▶ **Excerpt to read**:
○ ○ ○ ○ ○
After coming under pressure early in the session, stocks have regained some ground over the course of morning trading on Monday. The major averages have bounced well off their lows of the session, with the tech-heavy Nasdaq climbing into positive territory.
Currently, the major averages are turning in a mixed performance. While the Nasdaq is up 28.53 points or 0.3 percent at 8,633.48, the Dow is down 193.87 points or 0.8 percent at 23,529.82 and the S&P 500 is down 11.00 points or 0.4 percent at 2,819.71.
The initial weakness on Wall Street came amid concerns about rising tensions between the U.S. and China after Secretary of State Mike Pompeo claimed on Sunday there was “a significant amount of evidence” that the new coronavirus originated from a laboratory in China.
China’s Global Times said in an editorial that Pompeo was “bluffing” and called on the United States to present its evidence.
○ ○ ○ ○ ○
(Saved entries)
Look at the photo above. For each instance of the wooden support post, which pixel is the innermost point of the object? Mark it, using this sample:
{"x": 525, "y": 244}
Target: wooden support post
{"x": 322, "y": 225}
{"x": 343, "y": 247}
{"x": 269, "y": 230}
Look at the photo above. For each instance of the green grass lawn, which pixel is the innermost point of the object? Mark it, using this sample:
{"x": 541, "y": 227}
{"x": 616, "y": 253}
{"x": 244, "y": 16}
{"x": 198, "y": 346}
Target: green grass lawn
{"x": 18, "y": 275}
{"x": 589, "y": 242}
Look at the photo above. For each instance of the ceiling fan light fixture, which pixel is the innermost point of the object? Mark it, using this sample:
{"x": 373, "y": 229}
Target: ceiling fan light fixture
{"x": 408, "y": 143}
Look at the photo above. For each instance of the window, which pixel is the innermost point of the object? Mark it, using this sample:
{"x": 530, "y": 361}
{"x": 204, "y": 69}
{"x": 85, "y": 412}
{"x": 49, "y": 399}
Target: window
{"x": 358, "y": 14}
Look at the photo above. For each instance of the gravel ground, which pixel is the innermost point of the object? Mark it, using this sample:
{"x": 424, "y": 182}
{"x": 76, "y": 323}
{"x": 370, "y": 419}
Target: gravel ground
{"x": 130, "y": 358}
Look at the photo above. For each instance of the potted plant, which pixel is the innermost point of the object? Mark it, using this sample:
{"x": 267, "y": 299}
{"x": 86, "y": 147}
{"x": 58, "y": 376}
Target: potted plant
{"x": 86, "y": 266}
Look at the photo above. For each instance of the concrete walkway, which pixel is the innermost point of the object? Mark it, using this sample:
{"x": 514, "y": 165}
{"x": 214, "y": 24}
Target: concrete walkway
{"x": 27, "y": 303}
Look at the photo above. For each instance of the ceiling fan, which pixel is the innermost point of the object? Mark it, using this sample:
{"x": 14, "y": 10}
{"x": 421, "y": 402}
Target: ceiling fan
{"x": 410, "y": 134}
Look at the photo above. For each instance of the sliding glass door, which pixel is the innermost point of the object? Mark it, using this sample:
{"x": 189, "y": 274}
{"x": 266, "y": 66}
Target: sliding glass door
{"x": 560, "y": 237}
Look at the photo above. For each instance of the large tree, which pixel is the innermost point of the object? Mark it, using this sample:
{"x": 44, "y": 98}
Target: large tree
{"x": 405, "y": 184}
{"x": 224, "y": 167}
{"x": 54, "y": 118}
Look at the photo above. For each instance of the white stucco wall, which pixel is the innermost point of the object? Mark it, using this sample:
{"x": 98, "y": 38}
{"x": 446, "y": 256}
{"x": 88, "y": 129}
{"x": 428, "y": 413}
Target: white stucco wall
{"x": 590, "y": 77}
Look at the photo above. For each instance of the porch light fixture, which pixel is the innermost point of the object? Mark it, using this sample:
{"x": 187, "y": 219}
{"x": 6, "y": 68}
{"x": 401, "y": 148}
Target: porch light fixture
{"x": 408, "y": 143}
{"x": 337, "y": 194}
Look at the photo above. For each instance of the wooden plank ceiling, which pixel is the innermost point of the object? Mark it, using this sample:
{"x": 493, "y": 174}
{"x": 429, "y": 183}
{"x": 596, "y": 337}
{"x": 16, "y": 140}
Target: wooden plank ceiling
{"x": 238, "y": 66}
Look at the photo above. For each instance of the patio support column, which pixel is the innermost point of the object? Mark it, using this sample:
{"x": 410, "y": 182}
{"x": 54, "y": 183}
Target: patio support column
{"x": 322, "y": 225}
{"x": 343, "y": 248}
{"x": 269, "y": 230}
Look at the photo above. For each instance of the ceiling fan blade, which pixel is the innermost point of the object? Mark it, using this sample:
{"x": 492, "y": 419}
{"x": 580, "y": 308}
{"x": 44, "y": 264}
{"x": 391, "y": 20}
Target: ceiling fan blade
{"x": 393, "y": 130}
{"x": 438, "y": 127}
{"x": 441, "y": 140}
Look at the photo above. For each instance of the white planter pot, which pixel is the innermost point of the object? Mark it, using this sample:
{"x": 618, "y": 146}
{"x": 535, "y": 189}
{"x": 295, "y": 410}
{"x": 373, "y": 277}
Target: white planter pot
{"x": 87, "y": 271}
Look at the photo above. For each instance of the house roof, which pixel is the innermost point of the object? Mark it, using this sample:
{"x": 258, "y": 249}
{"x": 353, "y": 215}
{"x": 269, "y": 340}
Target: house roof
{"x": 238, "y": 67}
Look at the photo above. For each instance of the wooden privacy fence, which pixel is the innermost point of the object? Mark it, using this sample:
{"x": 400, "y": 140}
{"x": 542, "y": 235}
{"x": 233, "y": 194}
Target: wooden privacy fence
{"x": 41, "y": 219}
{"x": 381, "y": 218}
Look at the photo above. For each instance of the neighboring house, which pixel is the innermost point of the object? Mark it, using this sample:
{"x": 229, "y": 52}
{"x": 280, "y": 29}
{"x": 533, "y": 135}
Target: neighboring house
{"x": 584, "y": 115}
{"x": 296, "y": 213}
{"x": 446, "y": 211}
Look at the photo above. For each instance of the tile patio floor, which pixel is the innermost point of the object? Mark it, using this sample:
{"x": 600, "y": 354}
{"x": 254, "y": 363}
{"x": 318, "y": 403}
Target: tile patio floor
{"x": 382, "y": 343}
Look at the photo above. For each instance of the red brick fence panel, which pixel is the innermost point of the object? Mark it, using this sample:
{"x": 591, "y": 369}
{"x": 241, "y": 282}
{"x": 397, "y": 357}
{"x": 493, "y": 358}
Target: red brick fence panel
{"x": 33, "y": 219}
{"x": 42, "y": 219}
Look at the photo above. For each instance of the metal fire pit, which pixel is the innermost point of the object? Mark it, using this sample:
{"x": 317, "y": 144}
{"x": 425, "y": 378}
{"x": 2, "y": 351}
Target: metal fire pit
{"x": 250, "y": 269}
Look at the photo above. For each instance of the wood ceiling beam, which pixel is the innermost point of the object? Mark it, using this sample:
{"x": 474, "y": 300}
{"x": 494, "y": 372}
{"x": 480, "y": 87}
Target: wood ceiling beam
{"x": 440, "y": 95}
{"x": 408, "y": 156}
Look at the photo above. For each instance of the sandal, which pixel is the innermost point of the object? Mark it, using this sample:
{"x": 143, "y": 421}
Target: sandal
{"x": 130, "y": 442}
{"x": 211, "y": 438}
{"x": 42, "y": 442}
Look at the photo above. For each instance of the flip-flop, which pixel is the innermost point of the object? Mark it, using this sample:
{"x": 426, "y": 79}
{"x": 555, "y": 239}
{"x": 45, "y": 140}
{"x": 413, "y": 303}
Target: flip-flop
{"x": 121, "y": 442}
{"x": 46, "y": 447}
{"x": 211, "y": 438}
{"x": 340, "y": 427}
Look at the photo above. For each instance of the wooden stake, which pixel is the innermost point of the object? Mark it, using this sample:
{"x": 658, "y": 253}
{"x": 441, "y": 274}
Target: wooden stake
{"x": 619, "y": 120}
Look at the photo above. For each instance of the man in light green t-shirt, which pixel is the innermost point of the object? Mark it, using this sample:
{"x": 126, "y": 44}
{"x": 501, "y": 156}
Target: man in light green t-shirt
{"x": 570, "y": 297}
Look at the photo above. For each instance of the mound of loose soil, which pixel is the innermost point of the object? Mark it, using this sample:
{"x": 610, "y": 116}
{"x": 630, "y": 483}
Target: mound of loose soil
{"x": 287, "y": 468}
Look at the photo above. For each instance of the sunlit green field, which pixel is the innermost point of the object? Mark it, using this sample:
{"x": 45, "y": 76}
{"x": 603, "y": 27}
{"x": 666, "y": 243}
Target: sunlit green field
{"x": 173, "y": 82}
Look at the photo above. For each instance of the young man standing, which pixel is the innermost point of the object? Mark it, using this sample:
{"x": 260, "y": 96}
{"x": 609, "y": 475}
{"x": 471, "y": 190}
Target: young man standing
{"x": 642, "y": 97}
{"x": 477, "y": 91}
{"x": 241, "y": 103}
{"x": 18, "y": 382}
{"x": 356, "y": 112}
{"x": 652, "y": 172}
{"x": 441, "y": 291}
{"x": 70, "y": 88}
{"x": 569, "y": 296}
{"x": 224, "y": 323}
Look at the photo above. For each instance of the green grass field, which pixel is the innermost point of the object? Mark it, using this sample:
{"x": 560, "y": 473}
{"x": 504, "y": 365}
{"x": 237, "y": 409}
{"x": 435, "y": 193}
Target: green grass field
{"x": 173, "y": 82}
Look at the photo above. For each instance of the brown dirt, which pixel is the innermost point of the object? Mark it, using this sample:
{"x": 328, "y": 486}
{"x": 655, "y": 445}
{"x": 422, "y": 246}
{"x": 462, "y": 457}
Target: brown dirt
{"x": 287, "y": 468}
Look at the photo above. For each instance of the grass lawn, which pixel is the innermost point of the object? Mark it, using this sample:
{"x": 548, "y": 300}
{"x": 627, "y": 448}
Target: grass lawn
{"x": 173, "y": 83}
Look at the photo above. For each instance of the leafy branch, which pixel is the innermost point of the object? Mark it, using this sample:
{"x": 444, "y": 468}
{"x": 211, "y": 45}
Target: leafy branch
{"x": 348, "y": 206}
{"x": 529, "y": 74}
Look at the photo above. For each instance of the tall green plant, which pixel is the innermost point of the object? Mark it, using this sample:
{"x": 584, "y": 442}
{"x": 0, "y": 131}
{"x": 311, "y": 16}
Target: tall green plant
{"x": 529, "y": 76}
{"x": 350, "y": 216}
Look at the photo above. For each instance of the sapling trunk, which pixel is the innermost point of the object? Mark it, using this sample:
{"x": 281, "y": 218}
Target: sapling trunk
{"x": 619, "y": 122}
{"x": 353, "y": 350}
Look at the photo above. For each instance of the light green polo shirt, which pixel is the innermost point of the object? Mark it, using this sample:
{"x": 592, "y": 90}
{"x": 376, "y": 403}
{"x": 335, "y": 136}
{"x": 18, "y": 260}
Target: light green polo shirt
○ ○ ○ ○ ○
▶ **List of tasks**:
A) Translate this sentence from the stock market report into Spanish: "China’s Global Times said in an editorial that Pompeo was “bluffing” and called on the United States to present its evidence."
B) Continue the stock market report past its final sentence.

▶ **Responses for each task**:
A) El Global Times de China afirmó en un editorial que Pompeo estaba "fanfarroneando" y pidió a Estados Unidos que presentara sus pruebas.

B)
The comments from Pompeo come after top White House economic advisor Larry Kudlow told CNBC that China would be “held accountable” for the coronavirus.
President Donald Trump has previously indicated he is considering imposing tariffs on China over its handling of the outbreak.
Airline stocks helped lead the markets lower after Berkshire Hathaway Chairman and billionaire investor Warren Buffett said the conglomerate has sold its entire equity position in the U.S. airline industry.
“The world has changed for the airlines,” Buffett said during Berkshire’s annual shareholder meeting Saturday, citing the potential long-term impact of the coronavirus pandemic.
According to CNBC, Berkshire’s airline holdings were worth more than $4 billion dollars as of December and included positions in United (UAL), American (AAL), Southwest (LUV) and Delta Airlines (DAL).
Selling pressure has waned since the open, however, with the rebound by the Nasdaq coming after disappointing earnings news from Amazon and Apple weighed on the tech-heavy index last Friday.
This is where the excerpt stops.